Monday, September 05, 2005

Why running a government is not like running a business

Conservatives' eyes gleam when they talk about luring a business executive into government to clean up the mess. But this disaster underscores how different both systems are and why that doesn't work.



When a corporation experiences an increase in demand, revenues go up. It goes without saying that Katrina has dramatically increased demand on government, but this one risks bankrupting us.



There is also a pervasive view within the managerial class that bbusiness executives can work magic without needing to understand the product. I would argue that it's a tremendous blind spot in the kind of business model taught in the United States, but it becomes deadly when it's allowed to infect government.



Allow me a moment to illustrate what I mean with a personal story. My dad began work as an assistant sweeper in a factory in Cleveland right after World War II. Over the years, he rose through the ranks and was General Works Mananger for a similar forge shop in upstate New York when he was bought out by a conglomerate and his job evaporated in 1961.



Dad sent out 135 resumes in an era when most people didn't even know what they were. He got eight reponses -- five polite rejections and three positive responses, two job possibilities at forge shops (including the one in Jackson, Michigan, that brought me here) and one solid job offer with the highest pay from a plastics plant in Arizona.



My anxious mother wanted Dad to take the sure thing in Arizona, but my father wouldn't even consider it. "I don't know the product," he said.



So now we see FEMA run by Michael Brown, who previously worked for the Arabian Horse Association. Clearly, he doesn't know the product.



The dangerous blinders we see in business and in government is there is some magic handed out in business school that automatically confers competence in a specific field.


It simply isn't true. Yes, a talented and bright person can learn a new field, but they had better listen to the people within the organization who know the ropes. As Willie Loman said in Death of a Salesman, "You gotta know the territory."


Conservatives believe that executive skills alone are enough to carry the day and we can see the deadly consequences of this fallacy unfolding before us on TV even today as people continue to die in New Orleans.



Even Donald Trump, who believes in a business education, would be quick to call the two Mikes, Chertoff and Brown, into his office today to say, "You're fired." It's time to bombard Congress with e-mails and letters demanding that Colin Powell take over.

* Task description
Reproduce everything in the post about government and business from "When a corporation" down to "evaporated in 1961.", word for word.

* Extracted records
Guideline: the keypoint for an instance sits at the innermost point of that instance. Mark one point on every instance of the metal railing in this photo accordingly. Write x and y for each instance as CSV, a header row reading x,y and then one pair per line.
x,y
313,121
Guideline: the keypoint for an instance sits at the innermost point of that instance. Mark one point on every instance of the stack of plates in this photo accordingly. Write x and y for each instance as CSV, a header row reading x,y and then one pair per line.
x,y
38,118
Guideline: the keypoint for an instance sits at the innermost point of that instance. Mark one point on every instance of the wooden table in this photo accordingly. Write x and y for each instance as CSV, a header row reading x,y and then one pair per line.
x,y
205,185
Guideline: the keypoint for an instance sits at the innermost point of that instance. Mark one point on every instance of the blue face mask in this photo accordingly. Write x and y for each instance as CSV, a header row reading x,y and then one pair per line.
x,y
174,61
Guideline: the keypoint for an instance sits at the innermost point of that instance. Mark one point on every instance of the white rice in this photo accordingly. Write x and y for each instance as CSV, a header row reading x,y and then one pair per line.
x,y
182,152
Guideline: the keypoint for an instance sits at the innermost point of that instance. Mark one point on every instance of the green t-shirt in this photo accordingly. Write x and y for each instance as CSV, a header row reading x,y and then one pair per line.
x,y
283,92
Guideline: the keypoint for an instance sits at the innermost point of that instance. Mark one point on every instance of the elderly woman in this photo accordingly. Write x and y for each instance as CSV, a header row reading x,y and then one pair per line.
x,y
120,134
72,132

* Solved problem
When a corporation experiences an increase in demand, revenues go up. It goes without saying that Katrina has dramatically increased demand on government, but this one risks bankrupting us.



There is also a pervasive view within the managerial class that bbusiness executives can work magic without needing to understand the product. I would argue that it's a tremendous blind spot in the kind of business model taught in the United States, but it becomes deadly when it's allowed to infect government.



Allow me a moment to illustrate what I mean with a personal story. My dad began work as an assistant sweeper in a factory in Cleveland right after World War II. Over the years, he rose through the ranks and was General Works Mananger for a similar forge shop in upstate New York when he was bought out by a conglomerate and his job evaporated in 1961.